Task statement: Repeat verbatim the lines of the entries below, from the line containing "of the yellow" up to and including the last line of the entries.

Material for this exercise:
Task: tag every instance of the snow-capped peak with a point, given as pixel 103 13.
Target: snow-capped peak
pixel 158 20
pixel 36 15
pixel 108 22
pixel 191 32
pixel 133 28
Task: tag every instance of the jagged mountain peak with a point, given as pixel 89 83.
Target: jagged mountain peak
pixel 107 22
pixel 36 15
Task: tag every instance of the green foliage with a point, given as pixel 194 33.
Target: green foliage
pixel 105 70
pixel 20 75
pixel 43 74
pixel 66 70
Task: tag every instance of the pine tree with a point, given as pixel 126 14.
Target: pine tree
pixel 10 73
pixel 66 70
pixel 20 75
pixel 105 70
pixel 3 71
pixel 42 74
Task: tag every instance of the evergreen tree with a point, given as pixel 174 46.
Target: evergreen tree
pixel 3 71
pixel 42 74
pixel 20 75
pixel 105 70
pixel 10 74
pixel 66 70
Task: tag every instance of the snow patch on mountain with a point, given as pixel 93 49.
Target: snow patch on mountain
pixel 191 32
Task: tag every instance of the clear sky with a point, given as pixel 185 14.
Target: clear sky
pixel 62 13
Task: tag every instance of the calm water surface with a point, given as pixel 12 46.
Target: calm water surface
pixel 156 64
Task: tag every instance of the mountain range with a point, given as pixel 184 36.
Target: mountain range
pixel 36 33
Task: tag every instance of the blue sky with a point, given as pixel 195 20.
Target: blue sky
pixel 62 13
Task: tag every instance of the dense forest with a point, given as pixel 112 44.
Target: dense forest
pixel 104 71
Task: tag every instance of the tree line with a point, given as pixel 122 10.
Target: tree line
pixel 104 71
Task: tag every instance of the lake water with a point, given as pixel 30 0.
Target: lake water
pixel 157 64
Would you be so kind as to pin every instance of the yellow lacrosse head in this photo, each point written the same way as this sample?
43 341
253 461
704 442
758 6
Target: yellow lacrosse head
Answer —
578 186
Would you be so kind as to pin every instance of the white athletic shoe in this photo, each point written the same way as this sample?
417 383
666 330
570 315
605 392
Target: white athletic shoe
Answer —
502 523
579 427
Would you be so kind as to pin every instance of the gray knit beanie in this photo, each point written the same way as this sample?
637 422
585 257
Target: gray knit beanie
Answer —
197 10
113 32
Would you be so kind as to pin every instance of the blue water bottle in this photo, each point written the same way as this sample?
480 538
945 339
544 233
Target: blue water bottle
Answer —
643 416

Output for this exercise:
Would you be so kind as to pin every instance of the yellow lacrosse head in this photo, each point written the same way as this sample?
43 341
253 461
704 442
758 6
Target: yellow lacrosse head
Answer —
578 186
Would you be so kind as to pin every instance of the white athletic shoe in this photo, each point written the same way as this sample?
417 383
666 330
570 315
605 392
Target: white athletic shoe
Answer —
502 523
579 427
Would you be so kind as to pin every instance of the gray knit beanie in this photo, each point written the same way as this sample?
637 422
585 257
Target: gray knit beanie
Answer —
197 10
113 32
Would you be so kind as to pin every instance of the blue water bottle in this photo, each point written the same way as this sample?
480 538
945 339
544 233
Target: blue water bottle
Answer —
643 416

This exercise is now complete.